[EXTRACT TO READ — start]

Novel lincRNA Prediction from the Two Protocols
In addition to the annotated lincRNAs in GENOCODE, we were also interested in potential novel lincRNAs detected from each protocol. To do this, we applied our lincRNA analytical pipeline to focus on new lincRNAs not defined in GENOCODE. Briefly, after the Tophat alignment, we used Cufflinks and Scripture to name the common candidate transcripts (the commands and parameters were provided in the Table S2). For a transcript to be a potential lincRNA, it needed: 1) at least 200 bp long; 2) a transcript with at least 3 supporting reads 3) no overlap with protein coding region/domain; 4) no protein coding potential as predicted by CPAT [13] and no blastp hits. Only the lincRNAs that are not present in the GENCODE annotations were considered for this comparison. Novel lincRNAs in each sample were compared with other samples and lincRNAs with the same or similar coordinates were merged and then used for quantification of lincRNA expression.
RT-PCR Quantification for Selected Genes
We conducted RT-PCR for 5 genes (AR, ESR1, HGF, SIX1, and TWIST1) that were implicated in breast epithelium involution using GAPDH as an internal control. RNA extraction was performed with the Qiagen mRNeasy kit, including on-column treatment with DNase; and cDNA conversion was carried out using the Applied Biosystems cDNA Archive protocol, according to the manufacturers’ recommendations. Reverse transcriptase-mediated quantitative real time PCR (qPCR) was carried out using commercially available primer/probe/target reagents obtained from Applied Biosystems (ESR1 Hs01046818_m1, AR Hs00907244_m1, GAPDH Hs99999905_m1, HGF Hs00300159_m1, SIX1 Hs00195590_m1, TWIST1 Hs00361186_m1). Real time amplification kinetics were collected using the Applied Biosystems HT7900 cycler and data are represented as ΔCT using GAPDH as a reference control.
Results
Mapping Efficiency, Biases and Number of Captured Genes
For the 8 HMEC cell line samples, we used the same RNA extracts for both NuGEN and Illumina PolyA library preparation. The PolyA library was sequenced with the Illumina GAIIx sequencer and about 40 millions of pair-end reads (2×50) were generated each sample. The NuGEN library was sequenced with the Illumina HiSeq 2000 where each sample had 120–140 millions of paired reads. Both data were in good quality as assessed by FastQC (http://www.bioinformatics.babraham.ac.uk/projects/fastqc/). The base quality from position 1 to 50 was quite uniform with median, mean, and lower 25 percentile all >30 (Figure S1). The mapping efficiencies for the PolyA library ranged from 91.8% to 94.2% while the efficiency was lower for the NuGEN library (74.2% to 76.3%). In spite of higher numbers of reads mapped in the NuGEN samples than in the PolyA samples, the numbers of reads mapped to the annotated genes including exons and junctions (according to RefSeq gene annotations) were only slightly higher in the NuGEN than in the PolyA samples ((36.5–43.8 million vs. 32.5–39.9 million vs., Figure 1), which account for ∼40% and 90% of the aligned reads, respectively. While 18–20% of reads were aligned to exon-exon junctions in the PolyA samples, only 5–6% of reads in the NuGEN samples were in exon-exon junctions. The reads mapped to rRNAs and tRNAs were slightly higher in the NuGEN samples than the PolyA samples (0.57–1.21% and 0.2–0.4% vs. 0.52–1.1% and 0.004–0.012%, respectively).The estimated average insert sizes (the inner distance between the two read pair) were 100 and 0.25 for the PolyA and the NuGEN samples, respectively. The number of genes detected in each sample in the NuGEN samples run from 14,628 to 15,429 while this number was much higher in the PolyA samples, ranging from 17,341 to 17,850 (12.4∼21.3% more in the PolyA samples) when standardized RPKM (reads per kilobase per million mapped reads) [8] expression greater than 0 was used. With RPKM> = 5, the similar pattern was observed (5,912∼6958 vs. 7,660∼8,602, 13.7∼44.6% more, Figure 1, y axis on the right). These data showed that sequence reads from the NuGEN protocol had lower mapping rate, lower fraction of reads mapped to coding regions and exon-exon junctions, and lower number of genes detected.

[EXTRACT TO READ — finish]
[EXTRACTED ENTRIES — start]

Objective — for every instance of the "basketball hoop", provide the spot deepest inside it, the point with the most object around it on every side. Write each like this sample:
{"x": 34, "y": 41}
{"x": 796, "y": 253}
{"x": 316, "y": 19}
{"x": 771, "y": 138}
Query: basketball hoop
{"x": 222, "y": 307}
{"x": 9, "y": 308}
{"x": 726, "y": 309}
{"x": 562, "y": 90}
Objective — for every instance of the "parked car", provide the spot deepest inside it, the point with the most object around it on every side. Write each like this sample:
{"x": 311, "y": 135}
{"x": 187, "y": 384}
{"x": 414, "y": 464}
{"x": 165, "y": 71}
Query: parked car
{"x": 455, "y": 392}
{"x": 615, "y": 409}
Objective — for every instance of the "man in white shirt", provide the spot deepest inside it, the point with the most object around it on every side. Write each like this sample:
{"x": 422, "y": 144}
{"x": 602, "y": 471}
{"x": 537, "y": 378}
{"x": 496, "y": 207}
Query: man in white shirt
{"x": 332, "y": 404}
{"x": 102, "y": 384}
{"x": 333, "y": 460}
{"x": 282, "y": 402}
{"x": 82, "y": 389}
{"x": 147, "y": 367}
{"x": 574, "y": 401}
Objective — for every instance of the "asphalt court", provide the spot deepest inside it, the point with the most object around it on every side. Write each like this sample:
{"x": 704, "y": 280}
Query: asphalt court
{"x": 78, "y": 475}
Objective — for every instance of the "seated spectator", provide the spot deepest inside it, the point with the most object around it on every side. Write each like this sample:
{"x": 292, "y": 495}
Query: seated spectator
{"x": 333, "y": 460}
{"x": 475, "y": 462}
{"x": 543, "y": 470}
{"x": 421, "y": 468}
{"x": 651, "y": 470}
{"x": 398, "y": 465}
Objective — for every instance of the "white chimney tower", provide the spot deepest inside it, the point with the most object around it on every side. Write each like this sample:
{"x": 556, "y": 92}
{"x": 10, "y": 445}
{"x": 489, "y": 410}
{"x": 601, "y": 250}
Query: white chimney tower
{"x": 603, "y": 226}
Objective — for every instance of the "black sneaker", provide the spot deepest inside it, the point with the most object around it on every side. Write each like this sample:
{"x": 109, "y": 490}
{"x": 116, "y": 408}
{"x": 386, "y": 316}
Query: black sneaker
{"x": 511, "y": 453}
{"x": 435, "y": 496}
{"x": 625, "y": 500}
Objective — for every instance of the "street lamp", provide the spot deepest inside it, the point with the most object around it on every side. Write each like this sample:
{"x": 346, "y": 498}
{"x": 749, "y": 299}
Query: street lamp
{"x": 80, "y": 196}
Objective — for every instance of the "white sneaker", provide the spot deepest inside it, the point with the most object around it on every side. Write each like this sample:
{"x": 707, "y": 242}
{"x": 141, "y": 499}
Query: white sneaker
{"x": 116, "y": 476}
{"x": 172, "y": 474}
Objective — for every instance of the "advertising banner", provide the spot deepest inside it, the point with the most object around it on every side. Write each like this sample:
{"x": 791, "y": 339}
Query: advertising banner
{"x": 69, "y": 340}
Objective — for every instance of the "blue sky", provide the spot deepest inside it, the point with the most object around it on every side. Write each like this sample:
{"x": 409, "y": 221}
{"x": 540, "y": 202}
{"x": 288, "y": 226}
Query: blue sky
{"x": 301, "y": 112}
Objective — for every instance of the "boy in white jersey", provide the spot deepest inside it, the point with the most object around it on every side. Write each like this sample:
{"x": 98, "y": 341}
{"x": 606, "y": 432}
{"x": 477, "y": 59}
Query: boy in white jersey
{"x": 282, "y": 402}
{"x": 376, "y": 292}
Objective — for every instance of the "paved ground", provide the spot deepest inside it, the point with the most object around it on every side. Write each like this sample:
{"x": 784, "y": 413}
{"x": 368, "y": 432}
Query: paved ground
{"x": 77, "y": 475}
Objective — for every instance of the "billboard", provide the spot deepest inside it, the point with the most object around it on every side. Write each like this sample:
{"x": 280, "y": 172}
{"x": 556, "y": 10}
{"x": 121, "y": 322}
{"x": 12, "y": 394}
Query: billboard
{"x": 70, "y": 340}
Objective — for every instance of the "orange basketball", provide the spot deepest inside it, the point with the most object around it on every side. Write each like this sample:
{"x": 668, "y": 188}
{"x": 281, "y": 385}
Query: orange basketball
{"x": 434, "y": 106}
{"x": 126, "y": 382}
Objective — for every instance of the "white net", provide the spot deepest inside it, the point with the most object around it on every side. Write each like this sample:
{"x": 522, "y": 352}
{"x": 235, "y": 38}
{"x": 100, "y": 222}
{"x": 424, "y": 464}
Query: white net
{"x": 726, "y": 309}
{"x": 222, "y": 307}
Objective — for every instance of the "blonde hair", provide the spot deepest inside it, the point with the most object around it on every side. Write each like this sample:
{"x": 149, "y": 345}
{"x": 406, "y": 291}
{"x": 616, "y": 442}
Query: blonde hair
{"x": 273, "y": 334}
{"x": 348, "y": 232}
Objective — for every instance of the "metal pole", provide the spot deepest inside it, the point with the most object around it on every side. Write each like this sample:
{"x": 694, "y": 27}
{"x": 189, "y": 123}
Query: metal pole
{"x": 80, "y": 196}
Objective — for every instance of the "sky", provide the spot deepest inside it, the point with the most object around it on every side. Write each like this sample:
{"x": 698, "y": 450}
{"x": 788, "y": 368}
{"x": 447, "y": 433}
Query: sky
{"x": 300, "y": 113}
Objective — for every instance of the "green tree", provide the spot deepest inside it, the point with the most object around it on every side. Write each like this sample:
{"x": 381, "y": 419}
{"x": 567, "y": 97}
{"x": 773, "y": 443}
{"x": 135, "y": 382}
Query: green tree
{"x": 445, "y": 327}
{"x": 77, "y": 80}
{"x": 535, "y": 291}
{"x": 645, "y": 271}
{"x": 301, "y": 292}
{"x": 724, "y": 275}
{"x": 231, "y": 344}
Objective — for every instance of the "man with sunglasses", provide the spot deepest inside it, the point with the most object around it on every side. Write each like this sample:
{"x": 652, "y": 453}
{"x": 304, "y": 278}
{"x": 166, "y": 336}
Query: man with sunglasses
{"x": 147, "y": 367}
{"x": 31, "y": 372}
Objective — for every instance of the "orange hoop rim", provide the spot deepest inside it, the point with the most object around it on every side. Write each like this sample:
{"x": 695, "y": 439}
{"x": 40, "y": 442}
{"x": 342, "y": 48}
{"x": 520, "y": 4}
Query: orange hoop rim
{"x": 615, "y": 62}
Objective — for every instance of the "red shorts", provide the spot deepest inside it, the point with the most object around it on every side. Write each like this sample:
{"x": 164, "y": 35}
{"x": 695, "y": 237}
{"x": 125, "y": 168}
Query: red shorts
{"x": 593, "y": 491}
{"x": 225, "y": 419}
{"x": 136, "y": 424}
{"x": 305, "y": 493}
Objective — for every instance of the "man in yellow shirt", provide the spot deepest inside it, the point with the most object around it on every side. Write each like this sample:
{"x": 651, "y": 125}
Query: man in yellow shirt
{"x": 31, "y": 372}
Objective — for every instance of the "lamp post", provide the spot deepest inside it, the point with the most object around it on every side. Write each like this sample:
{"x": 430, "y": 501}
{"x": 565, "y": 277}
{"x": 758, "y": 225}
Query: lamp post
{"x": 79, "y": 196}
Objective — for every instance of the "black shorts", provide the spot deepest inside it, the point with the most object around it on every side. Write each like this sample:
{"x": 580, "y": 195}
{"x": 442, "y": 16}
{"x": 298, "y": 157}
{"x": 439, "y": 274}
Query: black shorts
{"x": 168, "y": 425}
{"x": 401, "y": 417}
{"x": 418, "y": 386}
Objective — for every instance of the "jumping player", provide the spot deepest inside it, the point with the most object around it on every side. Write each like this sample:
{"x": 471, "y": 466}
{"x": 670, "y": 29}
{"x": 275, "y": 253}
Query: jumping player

[EXTRACTED ENTRIES — finish]

▸ **TASK INSTRUCTIONS**
• A. Repeat the RNA sequencing excerpt word for word from "RT-PCR Quantification for" up to and including "a reference control.".
• B. In the RNA sequencing excerpt, what range of mapping efficiencies is given for the PolyA library?
The records are separate material and are unrelated to the RNA sequencing excerpt.

▸ **TASK SOLUTIONS**
• A.
RT-PCR Quantification for Selected Genes
We conducted RT-PCR for 5 genes (AR, ESR1, HGF, SIX1, and TWIST1) that were implicated in breast epithelium involution using GAPDH as an internal control. RNA extraction was performed with the Qiagen mRNeasy kit, including on-column treatment with DNase; and cDNA conversion was carried out using the Applied Biosystems cDNA Archive protocol, according to the manufacturers’ recommendations. Reverse transcriptase-mediated quantitative real time PCR (qPCR) was carried out using commercially available primer/probe/target reagents obtained from Applied Biosystems (ESR1 Hs01046818_m1, AR Hs00907244_m1, GAPDH Hs99999905_m1, HGF Hs00300159_m1, SIX1 Hs00195590_m1, TWIST1 Hs00361186_m1). Real time amplification kinetics were collected using the Applied Biosystems HT7900 cycler and data are represented as ΔCT using GAPDH as a reference control.

• B. 91.8% to 94.2%